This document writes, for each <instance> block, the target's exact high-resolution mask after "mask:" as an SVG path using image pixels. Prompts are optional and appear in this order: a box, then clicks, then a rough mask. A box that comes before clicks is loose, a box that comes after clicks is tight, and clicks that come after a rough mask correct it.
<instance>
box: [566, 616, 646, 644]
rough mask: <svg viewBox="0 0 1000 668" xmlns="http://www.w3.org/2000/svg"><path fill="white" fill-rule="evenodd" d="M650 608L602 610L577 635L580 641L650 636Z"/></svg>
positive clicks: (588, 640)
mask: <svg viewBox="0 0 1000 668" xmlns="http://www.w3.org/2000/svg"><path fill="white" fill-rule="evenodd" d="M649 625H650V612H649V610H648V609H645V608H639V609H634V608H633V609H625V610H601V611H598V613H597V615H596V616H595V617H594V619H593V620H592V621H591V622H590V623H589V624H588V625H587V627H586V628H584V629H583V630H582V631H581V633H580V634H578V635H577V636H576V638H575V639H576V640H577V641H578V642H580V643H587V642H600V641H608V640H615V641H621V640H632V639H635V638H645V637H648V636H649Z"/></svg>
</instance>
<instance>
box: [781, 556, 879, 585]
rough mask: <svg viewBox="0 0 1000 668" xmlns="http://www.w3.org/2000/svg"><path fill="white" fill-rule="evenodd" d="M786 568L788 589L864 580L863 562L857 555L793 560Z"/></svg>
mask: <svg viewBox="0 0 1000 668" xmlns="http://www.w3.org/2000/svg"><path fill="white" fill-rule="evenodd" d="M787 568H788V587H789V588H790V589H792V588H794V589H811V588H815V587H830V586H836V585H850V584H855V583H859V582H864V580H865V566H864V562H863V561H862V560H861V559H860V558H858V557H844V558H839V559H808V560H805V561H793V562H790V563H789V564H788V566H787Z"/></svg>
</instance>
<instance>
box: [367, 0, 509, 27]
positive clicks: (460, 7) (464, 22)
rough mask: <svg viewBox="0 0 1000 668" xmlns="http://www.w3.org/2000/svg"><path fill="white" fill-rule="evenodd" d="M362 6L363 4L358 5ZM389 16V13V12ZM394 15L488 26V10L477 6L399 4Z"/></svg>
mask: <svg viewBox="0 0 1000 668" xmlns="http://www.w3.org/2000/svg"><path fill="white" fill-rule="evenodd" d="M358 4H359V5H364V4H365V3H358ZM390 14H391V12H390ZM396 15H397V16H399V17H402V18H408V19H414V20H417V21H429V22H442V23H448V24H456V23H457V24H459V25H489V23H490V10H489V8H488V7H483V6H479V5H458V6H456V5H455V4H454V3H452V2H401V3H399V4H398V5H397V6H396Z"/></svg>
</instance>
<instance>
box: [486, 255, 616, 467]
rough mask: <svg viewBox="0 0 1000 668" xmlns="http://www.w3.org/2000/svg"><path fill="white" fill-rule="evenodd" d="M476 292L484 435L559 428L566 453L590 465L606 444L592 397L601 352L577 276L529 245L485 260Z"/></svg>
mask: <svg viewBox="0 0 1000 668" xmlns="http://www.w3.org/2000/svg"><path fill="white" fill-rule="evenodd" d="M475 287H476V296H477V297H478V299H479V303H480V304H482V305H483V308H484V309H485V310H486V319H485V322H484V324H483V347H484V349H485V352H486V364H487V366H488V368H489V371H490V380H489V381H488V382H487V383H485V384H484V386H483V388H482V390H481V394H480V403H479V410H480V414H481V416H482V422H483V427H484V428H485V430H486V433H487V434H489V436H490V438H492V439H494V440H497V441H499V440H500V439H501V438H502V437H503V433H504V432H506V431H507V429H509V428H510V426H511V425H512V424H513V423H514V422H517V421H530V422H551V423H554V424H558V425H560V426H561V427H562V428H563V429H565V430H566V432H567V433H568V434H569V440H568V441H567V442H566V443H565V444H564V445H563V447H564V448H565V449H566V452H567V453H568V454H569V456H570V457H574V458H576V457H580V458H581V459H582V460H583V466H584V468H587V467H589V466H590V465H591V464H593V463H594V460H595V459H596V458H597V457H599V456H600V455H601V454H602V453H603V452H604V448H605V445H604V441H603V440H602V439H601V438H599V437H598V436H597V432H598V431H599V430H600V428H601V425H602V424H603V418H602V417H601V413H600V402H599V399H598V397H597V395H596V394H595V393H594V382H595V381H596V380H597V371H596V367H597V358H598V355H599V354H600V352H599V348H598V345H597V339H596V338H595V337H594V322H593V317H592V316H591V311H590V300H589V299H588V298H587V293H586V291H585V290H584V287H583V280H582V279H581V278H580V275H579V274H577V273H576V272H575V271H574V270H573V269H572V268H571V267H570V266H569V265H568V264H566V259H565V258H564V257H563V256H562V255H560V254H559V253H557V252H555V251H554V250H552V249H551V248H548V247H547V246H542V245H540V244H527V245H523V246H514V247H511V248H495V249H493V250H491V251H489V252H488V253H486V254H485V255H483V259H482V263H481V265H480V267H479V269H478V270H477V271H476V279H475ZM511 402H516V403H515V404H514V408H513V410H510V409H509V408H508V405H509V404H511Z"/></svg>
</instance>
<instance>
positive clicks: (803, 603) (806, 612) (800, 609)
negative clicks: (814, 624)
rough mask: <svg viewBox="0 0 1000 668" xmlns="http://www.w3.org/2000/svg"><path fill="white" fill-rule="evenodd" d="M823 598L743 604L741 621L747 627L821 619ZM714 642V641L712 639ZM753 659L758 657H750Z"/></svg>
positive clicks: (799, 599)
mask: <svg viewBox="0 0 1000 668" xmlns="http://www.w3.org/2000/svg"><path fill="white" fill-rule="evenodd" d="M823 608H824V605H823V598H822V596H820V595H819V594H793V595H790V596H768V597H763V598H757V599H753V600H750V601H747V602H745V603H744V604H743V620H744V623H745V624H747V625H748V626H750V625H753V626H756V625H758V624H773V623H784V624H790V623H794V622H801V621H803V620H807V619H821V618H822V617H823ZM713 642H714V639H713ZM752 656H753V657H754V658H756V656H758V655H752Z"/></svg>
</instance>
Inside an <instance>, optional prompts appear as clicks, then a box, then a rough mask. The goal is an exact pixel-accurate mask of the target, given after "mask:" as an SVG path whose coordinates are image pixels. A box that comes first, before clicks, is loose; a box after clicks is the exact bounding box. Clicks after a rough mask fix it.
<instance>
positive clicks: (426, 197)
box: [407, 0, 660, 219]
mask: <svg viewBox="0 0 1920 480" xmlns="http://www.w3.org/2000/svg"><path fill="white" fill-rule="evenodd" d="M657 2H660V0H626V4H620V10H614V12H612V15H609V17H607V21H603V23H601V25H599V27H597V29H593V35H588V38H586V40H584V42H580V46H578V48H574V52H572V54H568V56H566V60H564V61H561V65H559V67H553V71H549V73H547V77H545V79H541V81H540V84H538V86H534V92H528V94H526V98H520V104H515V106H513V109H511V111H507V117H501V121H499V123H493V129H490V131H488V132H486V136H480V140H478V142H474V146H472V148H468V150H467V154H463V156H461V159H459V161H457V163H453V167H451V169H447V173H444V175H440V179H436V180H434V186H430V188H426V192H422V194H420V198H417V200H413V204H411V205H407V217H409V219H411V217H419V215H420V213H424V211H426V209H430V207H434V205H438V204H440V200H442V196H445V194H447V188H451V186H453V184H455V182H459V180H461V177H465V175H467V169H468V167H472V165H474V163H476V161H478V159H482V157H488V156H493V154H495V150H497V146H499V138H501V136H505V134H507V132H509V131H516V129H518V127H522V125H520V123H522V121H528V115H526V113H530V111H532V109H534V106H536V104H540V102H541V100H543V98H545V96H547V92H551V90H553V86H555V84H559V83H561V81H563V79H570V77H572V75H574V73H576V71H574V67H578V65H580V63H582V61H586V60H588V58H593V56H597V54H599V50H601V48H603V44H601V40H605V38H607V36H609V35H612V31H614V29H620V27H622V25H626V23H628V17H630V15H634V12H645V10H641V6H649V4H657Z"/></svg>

YOUR OBJECTIVE – Note how many lines in the data above contain "image", then state that number alone.

EXERCISE RESPONSE – 2